Working data:
● ● ● ● ●

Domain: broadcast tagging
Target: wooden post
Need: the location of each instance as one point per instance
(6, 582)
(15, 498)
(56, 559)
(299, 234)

● ● ● ● ●

Task to complete:
Take the entries above and transcribe them in full.

Solution:
Domain: broadcast tagging
Target: wooden post
Need: the location of each instance as one point per instance
(6, 582)
(15, 498)
(56, 559)
(299, 234)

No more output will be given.